---------- DATA SHOWN ----------

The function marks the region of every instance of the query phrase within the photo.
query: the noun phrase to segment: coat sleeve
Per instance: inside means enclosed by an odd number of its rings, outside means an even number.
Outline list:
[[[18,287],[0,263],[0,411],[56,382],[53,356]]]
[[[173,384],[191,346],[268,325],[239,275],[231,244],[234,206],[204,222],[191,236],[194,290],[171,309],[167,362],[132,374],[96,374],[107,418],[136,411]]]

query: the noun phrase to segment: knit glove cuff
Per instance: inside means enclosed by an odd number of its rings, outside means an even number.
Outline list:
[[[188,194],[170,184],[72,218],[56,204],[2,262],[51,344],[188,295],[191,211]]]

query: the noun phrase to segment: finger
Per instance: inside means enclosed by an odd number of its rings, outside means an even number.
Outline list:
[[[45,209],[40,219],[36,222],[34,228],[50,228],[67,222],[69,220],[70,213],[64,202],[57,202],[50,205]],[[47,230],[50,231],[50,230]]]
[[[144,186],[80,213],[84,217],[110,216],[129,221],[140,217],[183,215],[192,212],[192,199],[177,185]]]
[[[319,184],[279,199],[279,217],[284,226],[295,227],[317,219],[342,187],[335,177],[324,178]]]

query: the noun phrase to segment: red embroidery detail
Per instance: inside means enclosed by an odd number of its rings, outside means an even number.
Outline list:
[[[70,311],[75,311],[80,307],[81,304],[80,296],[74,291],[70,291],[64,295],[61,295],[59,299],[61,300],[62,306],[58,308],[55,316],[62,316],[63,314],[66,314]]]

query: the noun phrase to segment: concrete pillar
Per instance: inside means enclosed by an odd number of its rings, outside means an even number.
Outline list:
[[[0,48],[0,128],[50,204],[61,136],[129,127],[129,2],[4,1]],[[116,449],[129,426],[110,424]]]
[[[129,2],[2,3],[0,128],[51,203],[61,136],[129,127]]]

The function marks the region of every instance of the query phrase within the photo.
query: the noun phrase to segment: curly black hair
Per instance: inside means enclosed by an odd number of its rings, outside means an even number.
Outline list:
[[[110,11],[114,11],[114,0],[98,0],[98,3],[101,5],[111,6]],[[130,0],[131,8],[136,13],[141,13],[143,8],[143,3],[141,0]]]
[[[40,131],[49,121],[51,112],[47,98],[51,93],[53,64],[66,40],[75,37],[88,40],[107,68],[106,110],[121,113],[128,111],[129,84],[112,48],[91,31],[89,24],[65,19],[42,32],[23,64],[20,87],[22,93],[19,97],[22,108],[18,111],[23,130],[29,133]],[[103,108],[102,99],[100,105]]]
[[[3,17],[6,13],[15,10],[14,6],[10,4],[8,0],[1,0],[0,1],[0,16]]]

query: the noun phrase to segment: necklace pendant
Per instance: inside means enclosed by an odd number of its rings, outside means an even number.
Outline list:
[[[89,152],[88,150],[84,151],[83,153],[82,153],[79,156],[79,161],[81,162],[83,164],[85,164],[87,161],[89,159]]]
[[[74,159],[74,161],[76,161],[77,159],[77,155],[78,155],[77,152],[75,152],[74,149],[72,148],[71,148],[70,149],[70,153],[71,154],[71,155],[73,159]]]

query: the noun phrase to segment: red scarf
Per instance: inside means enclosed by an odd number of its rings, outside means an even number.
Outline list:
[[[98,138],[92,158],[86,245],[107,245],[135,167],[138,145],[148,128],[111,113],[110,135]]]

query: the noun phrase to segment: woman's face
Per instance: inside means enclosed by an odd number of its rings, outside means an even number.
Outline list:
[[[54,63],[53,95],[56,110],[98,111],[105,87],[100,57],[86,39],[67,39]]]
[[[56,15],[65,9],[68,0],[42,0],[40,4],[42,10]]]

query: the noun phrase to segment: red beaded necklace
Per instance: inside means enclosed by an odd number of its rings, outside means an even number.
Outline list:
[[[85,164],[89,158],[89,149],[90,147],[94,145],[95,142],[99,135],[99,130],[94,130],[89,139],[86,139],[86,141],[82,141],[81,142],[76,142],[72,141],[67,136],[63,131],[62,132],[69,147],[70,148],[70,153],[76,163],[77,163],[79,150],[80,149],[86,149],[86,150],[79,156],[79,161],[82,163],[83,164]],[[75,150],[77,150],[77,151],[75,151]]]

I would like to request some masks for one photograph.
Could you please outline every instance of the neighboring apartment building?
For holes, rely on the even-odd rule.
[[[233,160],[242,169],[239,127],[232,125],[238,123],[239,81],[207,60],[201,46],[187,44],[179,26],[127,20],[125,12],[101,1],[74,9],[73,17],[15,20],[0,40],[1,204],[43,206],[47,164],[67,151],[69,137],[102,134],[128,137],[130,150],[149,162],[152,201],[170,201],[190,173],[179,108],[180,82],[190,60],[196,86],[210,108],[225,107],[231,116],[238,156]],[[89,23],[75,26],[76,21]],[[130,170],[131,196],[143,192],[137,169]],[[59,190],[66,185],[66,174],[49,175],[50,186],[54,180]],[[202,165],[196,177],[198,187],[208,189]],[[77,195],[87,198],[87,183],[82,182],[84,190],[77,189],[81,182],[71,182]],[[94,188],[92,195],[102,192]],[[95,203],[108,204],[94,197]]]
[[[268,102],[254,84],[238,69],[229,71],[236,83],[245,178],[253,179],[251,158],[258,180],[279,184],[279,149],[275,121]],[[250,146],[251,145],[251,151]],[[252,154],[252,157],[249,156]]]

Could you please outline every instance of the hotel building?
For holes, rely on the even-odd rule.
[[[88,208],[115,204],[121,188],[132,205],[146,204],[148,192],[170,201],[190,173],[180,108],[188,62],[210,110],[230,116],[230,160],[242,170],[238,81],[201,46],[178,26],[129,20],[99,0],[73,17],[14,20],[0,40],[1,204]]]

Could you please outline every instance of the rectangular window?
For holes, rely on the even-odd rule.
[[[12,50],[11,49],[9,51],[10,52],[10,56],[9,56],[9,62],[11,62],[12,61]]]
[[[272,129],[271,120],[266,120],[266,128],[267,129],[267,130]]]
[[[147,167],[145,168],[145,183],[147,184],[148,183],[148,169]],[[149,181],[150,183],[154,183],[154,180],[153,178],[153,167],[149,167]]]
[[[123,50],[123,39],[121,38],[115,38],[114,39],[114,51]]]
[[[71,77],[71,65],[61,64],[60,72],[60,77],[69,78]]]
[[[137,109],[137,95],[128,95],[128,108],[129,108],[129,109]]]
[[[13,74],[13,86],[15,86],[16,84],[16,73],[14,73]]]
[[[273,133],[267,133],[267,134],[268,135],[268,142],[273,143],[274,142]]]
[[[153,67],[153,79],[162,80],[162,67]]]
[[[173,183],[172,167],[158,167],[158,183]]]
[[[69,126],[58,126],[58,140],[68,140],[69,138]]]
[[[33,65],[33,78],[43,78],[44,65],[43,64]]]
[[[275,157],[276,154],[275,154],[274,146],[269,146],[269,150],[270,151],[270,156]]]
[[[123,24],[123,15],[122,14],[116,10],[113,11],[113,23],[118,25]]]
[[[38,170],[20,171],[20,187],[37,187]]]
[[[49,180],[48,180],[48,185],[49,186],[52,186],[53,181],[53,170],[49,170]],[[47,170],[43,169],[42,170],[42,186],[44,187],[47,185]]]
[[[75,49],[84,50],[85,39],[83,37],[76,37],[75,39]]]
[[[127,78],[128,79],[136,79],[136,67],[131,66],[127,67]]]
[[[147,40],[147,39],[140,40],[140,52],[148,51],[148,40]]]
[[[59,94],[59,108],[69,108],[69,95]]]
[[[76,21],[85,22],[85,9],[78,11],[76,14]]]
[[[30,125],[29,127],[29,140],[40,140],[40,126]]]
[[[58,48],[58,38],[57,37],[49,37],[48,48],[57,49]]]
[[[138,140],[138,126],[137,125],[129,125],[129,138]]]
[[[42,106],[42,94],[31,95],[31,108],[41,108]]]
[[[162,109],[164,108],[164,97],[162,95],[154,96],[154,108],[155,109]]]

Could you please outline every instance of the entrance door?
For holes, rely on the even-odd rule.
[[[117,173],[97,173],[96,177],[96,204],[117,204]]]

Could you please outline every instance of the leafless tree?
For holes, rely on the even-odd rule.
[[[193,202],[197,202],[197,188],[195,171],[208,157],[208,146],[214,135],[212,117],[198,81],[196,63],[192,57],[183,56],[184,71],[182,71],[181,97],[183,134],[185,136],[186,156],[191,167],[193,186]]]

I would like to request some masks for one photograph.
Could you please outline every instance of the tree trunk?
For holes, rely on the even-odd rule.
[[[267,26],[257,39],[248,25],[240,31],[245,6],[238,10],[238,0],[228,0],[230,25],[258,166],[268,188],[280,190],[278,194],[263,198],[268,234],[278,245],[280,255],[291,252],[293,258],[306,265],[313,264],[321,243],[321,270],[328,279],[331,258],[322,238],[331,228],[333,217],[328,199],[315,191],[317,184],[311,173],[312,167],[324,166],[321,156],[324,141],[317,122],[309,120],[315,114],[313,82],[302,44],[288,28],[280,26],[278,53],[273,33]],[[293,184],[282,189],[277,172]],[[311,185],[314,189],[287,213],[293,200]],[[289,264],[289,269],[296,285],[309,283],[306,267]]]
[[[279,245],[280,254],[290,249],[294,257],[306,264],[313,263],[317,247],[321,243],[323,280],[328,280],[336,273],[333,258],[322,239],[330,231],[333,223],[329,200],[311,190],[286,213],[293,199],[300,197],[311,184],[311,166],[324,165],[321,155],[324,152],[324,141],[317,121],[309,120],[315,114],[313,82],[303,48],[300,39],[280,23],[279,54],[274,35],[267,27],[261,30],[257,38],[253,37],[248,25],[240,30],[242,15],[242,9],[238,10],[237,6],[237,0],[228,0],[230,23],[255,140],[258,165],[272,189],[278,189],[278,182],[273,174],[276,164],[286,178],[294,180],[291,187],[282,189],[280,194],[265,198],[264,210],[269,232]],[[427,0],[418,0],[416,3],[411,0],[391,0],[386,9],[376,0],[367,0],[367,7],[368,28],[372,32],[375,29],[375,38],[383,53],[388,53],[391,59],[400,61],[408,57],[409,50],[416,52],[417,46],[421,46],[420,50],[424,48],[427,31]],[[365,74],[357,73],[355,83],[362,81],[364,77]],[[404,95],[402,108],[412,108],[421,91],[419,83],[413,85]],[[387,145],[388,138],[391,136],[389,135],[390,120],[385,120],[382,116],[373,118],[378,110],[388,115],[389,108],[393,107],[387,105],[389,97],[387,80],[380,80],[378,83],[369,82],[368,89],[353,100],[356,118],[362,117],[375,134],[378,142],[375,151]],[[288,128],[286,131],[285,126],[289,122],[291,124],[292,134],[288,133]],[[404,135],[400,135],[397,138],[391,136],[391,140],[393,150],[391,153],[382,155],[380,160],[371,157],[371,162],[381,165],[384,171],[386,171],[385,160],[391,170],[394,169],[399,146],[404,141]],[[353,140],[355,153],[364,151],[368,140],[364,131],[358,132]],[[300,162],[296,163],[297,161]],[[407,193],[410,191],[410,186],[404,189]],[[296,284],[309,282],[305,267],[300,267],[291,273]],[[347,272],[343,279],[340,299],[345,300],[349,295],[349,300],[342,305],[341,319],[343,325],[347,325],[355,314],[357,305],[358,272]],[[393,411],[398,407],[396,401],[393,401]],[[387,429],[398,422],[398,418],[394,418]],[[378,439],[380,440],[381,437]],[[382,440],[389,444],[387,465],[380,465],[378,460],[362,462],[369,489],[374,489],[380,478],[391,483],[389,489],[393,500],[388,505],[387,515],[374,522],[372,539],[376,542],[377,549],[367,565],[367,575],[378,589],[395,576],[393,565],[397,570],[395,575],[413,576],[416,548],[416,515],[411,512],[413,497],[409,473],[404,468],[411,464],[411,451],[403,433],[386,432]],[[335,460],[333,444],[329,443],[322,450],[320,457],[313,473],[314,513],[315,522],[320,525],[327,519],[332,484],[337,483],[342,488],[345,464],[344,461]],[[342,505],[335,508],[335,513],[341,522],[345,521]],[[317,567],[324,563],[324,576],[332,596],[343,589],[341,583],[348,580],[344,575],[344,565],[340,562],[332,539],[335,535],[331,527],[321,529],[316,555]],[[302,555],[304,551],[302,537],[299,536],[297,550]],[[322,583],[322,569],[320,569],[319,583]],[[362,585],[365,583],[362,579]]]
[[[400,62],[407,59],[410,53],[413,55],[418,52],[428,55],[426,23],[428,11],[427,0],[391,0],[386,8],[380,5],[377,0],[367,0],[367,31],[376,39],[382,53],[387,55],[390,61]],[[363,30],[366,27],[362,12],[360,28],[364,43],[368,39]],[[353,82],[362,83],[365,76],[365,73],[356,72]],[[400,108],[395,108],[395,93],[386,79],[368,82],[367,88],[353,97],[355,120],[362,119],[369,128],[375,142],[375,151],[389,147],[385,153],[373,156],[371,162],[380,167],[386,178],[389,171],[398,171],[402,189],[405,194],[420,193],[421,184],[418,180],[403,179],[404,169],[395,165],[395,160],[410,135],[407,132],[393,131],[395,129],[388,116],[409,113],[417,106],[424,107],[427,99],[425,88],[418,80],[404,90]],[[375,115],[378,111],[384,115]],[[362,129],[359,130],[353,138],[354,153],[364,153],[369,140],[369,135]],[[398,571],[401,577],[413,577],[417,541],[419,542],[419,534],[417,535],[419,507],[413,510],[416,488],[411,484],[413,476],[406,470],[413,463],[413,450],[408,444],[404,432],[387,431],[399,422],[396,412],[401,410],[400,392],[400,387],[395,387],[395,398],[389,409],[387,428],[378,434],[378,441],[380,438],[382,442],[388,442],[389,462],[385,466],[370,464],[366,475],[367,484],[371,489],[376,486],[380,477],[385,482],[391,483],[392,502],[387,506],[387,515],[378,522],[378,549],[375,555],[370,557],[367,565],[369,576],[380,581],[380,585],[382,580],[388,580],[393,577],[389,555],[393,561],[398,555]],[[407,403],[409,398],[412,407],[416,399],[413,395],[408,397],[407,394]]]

----------

_DO THIS_
Return, unchanged, the lines from the one containing "query: the noun phrase to segment: concrete" through the one containing "[[[129,2],[2,3],[0,128],[51,203],[61,136],[129,127]]]", with both of those lines included.

_OUTPUT_
query: the noun phrase to segment: concrete pillar
Per instance: inside means enclosed by an odd number of its rings, outside means an even number.
Outline list:
[[[0,48],[0,128],[50,204],[61,136],[129,127],[129,2],[4,1]],[[116,449],[129,426],[110,424]]]
[[[129,2],[2,3],[0,128],[51,203],[61,136],[129,127]]]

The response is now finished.